DOCUMENT PASSAGE -

Infiltration anesthesia for upper teeth

Infiltration anesthesia is deposited at local surgical site to numb the tooth and its surrounding soft tissues. The bone of the upper jaw is spongy. It allows the anesthetic drug to penetrate deep into the bone, and that’s why infiltration anesthesia is well suited for upper wisdom teeth extractions.  

The anesthetic injection is given in the furrow between the cheek and gums above the wisdom tooth in the upper wisdom tooth extractions. 

A few drops of anesthetic drug are also deposited towards the roof of the mouth next to the upper wisdom tooth to numb the palatal gums and nerves. Palatial injection is quite painful as the lining of the mouth is tightly adhered to the palatal bone (roof of the mouth).


The following complications can occur from infiltration anesthesia, but the good news is these complications are reversible:

  • Altered sensation in the anesthetized area 
  • Fainting 
  • Allergic reaction 
  • Bruising 
  • Facial paralysis 
  • Infection 
  • Reduced mouth opening 

Nerve block for upper teeth (PSA nerve block)

In some cases, the dentist prefers to give an upper nerve block. The posterior superior alveolar (PSA) nerve block numbs the upper molars (back teeth). It is 95% effective in numbing molars and soft tissues. 

It is given above and behind the upper wisdom tooth, where the PSA nerve descends to enter the bone through a hole. 

The anesthesia is obtained in 5-10 mins and lasts for 60-90mins. The PSA nerve block also numbs the roof of the mouth, so you don’t have to go for painful palatal anesthesia.


This block is associated with eye complications such as bruising, transient double vision (35% cases), blurred vision, and temporary blindness. These complications are temporary and occur due to the penetration of local anesthetic up into the eye socket. 

Nerve block for lower wisdom teeth removal (IAN nerve block)

EXERCISES -
1. Quote the dental anesthesia passage from "Nerve block for upper" to "through a hole.".
2. Write what comes next in the dental anesthesia passage, picking up right after its last line.
The listing that comes next is from a separate source and is not part of the dental anesthesia passage.

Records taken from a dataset
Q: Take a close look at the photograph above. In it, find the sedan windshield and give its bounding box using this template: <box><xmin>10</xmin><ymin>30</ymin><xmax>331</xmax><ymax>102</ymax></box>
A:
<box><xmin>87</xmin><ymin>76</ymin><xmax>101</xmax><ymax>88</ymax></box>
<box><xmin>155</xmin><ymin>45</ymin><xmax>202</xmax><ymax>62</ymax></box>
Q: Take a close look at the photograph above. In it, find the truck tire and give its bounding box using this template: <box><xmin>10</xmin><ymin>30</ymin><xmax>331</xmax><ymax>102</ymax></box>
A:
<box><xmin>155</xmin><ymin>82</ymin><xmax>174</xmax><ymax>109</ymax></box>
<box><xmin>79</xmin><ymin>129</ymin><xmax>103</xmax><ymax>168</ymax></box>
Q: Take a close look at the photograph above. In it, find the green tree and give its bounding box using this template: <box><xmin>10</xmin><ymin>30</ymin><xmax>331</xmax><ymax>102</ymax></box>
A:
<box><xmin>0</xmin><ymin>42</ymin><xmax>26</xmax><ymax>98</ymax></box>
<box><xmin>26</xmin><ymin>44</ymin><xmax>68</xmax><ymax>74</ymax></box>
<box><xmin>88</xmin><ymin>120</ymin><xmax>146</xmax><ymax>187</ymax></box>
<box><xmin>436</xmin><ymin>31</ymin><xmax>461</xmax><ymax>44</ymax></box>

OUTPUTS FOR THE TASKS -
1.
Nerve block for upper teeth (PSA nerve block)

In some cases, the dentist prefers to give an upper nerve block. The posterior superior alveolar (PSA) nerve block numbs the upper molars (back teeth). It is 95% effective in numbing molars and soft tissues. 

It is given above and behind the upper wisdom tooth, where the PSA nerve descends to enter the bone through a hole.

2.
Lower wisdom teeth removal requires numbing the main nerve trunk. The compact and dense bone in the back of the lower jaw doesn’t allow anesthetic drugs to penetrate deep into the bone and, therefore, anesthetic drug is deposited before the nerve enters the lower jawbone.

Inferior alveolar nerve (IAN) block is given in the lower jawbone behind and above the lower wisdom tooth before the IAN nerve enters the bone through a hole. The IAN nerve then follows its course in a bony canal and gives branches to lower teeth, gums, skin and muscles. 

By blocking this large nerve trunk, the sensation of the tongue, lower lip, back teeth, and gums are lost. You will feel heaviness in the tongue and lips when the anesthetic becomes effective.


The complications of nerve block are reversible and resolve within 10 mins – 1.5 hours.

  • Pain and reduced mouth opening because of the tear at the injection site. 
  • Facial paralysis may occur due to the penetration of anesthesia into the parotid salivary gland, which lies behind the space where anesthesia is supposed to be deposited.
  • Needle breakage at the site of injection.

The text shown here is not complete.